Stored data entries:
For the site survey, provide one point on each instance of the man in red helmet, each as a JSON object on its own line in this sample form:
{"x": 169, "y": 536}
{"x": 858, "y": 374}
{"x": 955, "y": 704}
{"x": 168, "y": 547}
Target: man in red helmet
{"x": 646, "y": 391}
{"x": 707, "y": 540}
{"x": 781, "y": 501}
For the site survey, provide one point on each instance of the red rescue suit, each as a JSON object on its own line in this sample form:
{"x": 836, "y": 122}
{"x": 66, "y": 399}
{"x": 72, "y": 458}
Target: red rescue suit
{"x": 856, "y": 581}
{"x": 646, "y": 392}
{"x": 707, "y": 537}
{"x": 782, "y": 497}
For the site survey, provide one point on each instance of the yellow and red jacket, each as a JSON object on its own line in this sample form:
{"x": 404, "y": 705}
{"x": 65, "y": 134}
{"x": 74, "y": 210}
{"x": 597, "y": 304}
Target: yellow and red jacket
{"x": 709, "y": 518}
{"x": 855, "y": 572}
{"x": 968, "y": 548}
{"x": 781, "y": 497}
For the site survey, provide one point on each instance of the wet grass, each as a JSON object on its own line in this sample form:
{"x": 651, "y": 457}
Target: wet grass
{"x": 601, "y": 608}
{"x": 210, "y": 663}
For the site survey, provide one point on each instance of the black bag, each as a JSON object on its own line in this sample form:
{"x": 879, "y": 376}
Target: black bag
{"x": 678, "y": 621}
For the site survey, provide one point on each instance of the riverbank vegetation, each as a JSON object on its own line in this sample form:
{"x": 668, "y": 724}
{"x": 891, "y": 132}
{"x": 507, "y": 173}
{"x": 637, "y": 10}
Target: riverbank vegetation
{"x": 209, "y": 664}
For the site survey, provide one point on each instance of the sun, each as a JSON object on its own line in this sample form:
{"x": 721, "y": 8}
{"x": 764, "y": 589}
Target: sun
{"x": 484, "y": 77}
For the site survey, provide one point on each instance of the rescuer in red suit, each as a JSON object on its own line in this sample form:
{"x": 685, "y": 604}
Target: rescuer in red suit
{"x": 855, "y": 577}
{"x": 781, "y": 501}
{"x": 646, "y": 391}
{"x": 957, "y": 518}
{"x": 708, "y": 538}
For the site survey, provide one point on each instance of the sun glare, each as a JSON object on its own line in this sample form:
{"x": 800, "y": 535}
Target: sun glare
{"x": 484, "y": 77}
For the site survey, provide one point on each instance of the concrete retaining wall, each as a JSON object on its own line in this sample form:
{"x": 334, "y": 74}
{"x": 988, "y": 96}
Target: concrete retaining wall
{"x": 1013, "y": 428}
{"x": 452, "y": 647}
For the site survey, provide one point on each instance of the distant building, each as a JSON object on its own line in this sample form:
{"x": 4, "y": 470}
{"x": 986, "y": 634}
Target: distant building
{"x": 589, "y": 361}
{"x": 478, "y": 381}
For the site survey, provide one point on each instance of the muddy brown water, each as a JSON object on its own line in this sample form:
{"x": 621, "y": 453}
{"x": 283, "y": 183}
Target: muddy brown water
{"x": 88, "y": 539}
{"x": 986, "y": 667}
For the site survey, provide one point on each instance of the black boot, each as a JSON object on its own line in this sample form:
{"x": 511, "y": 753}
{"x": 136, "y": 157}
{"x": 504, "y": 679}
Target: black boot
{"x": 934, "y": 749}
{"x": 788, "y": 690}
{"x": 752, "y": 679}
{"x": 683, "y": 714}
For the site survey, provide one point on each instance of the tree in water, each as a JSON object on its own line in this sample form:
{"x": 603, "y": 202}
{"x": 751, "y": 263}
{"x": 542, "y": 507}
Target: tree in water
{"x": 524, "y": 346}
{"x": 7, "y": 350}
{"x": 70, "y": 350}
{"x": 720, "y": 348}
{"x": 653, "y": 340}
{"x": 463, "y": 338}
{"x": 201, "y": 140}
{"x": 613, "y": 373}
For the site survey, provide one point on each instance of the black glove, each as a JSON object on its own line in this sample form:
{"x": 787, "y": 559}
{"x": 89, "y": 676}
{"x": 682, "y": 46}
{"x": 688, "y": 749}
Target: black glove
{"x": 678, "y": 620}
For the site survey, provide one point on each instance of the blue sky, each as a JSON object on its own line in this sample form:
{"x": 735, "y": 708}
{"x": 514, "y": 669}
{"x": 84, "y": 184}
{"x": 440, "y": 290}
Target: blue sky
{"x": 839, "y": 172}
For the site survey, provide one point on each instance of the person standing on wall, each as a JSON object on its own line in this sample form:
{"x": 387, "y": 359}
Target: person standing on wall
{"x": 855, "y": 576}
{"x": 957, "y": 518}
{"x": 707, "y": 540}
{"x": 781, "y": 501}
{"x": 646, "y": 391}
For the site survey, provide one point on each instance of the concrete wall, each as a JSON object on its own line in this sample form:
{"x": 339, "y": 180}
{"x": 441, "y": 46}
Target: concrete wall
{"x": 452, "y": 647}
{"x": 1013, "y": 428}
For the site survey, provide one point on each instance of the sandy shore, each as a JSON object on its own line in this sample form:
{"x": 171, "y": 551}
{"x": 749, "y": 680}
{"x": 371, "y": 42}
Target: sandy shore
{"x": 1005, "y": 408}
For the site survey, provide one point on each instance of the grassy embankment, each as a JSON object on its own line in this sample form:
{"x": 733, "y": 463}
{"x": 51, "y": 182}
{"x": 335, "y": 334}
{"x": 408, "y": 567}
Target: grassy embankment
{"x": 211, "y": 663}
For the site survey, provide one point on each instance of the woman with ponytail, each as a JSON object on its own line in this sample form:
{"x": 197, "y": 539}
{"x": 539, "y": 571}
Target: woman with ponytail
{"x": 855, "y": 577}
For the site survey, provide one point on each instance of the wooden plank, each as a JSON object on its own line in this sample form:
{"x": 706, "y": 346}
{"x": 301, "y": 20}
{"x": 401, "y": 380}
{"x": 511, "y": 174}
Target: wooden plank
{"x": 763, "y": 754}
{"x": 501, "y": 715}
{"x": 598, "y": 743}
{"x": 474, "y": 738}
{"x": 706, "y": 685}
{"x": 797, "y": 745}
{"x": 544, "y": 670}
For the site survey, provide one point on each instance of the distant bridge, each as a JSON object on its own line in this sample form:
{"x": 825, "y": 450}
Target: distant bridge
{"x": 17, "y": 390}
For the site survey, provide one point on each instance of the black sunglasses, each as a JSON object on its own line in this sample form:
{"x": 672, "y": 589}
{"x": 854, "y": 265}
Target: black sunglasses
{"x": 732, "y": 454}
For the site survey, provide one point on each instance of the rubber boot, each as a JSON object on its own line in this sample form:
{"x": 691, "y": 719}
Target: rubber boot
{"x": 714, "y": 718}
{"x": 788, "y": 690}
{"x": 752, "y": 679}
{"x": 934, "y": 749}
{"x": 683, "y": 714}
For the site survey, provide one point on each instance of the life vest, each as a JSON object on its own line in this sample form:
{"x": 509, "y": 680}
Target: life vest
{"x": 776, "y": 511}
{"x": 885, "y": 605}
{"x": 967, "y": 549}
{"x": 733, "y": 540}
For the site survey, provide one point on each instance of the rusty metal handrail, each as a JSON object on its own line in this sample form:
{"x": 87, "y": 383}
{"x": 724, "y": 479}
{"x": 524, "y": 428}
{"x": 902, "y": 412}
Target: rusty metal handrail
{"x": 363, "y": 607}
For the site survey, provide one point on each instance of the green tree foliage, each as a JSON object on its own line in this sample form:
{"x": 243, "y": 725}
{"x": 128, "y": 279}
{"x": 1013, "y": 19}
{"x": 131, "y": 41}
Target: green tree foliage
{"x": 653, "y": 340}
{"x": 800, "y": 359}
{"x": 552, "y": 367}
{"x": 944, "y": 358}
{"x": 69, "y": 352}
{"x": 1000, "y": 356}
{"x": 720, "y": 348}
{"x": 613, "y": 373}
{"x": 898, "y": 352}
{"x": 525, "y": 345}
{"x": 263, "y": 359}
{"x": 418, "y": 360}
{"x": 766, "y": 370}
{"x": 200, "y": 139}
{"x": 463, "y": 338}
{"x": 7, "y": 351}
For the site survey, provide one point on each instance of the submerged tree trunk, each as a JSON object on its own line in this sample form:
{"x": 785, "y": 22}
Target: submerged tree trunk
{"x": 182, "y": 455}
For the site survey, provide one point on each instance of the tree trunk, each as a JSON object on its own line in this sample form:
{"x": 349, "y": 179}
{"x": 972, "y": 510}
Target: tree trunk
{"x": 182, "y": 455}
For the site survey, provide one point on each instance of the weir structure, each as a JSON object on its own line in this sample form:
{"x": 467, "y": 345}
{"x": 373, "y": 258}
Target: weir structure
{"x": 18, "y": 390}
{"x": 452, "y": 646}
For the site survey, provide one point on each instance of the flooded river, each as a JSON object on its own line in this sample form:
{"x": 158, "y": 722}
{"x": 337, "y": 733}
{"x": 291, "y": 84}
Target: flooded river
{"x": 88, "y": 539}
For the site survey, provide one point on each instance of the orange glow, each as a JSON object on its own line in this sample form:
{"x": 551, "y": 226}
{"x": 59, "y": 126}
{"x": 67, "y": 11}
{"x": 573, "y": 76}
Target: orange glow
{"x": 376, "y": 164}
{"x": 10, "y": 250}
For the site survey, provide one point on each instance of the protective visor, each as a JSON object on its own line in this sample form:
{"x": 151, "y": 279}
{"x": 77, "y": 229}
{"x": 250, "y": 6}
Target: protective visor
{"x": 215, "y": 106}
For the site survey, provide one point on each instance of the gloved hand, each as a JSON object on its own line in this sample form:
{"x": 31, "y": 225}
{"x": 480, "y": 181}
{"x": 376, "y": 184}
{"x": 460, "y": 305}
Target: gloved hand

Your objective: Wherever a line above includes the string "gloved", count it; give only the final tally.

Expected answer: 2